▸ Aim:
The listing below is to be output in its exact form.

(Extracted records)
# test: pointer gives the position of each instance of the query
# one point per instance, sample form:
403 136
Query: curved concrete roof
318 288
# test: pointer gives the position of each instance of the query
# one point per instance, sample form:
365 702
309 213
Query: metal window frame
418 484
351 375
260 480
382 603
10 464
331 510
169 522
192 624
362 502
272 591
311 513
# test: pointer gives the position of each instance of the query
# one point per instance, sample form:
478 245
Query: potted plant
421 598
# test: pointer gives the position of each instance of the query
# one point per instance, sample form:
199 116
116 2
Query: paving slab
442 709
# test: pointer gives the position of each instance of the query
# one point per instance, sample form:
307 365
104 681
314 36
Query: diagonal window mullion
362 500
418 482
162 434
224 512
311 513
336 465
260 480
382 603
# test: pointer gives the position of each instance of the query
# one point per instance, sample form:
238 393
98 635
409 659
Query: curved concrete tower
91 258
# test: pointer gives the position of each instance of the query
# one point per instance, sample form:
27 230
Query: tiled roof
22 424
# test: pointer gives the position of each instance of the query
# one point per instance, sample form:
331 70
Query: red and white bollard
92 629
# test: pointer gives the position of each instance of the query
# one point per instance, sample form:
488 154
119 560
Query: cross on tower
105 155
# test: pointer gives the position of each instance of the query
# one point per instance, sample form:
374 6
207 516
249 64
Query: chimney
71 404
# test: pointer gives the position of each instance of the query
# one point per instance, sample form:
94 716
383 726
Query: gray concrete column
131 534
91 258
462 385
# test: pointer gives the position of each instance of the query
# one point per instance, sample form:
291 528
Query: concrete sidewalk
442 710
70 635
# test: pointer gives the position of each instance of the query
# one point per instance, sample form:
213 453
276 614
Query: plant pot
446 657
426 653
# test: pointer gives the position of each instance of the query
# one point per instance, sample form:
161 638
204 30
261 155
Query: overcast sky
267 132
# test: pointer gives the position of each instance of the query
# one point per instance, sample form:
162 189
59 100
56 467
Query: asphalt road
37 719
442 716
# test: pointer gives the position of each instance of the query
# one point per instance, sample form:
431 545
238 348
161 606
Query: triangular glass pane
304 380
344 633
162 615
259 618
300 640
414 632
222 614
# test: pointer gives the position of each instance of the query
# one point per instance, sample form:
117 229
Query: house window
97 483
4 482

▸ Output of the task:
# test: pointer gives the position of each instance of the query
# one point per instance, sample form:
403 136
Query: curved concrete roof
318 288
# test: pointer gives the position of each instance of the query
# one point per instance, sample form:
365 702
309 213
Query: metal window frame
418 484
351 375
260 480
382 603
10 464
331 510
169 522
192 624
362 502
272 591
311 513
# test: pointer gives the position of each instance of the query
# one point per instance, sample form:
478 245
Query: potted plant
421 598
# test: pointer gives the position of each instance of the query
# one point per instance, sample form:
199 116
116 2
Query: paving slab
442 709
# test: pointer gives the position of each instance of the query
# one point per instance, sample form:
307 365
104 681
314 36
Query: diagonal window mullion
362 500
418 482
162 434
224 512
311 513
336 465
260 480
382 603
# test: pointer gives the position of each instance of the query
# one point per instance, sample form:
238 393
98 635
409 659
Query: curved concrete tower
91 258
# test: pointer gives the position of each instance of the query
# one point per instance, sample form:
27 230
Query: tiled roof
22 424
# test: pointer gives the position of each instance of the query
# one point per instance, sample form:
331 70
Query: red and white bollard
92 629
# test: pointer gives the position of each instance of the query
# one point per instance, sample form:
488 154
119 560
Query: cross on tower
105 155
# test: pointer gives the position of each instance of the query
# one point per instance, sample form:
374 6
207 516
249 64
Query: chimney
71 404
# test: pointer gives the position of each instance of the query
# one point per instance, sample form:
94 716
383 726
Query: gray concrete column
131 534
91 258
462 385
# test: pointer gives the position of each instance of the query
# one point per instance, sample form:
291 528
Query: concrete sidewalk
442 710
70 635
# test: pointer gives the position of each instance of the query
# one point per instance, sample form:
213 453
276 614
Query: plant pot
446 657
426 653
# test: pointer gives the position of each instance of the query
# one point per instance, sample form:
161 638
204 30
261 155
Query: overcast sky
267 132
# test: pointer gives the position of each instance of the query
# one point per instance, sample form:
162 189
59 100
56 467
Query: asphalt road
37 719
442 716
# test: pointer gives the position of each instance of the query
# one point per instance, sample form:
431 545
238 348
161 606
Query: triangular glass pane
304 380
344 633
162 615
259 618
300 640
414 632
222 614
# test: pointer gives the position of each instance of the query
# one point per instance, sample form:
117 229
Query: house window
97 483
4 482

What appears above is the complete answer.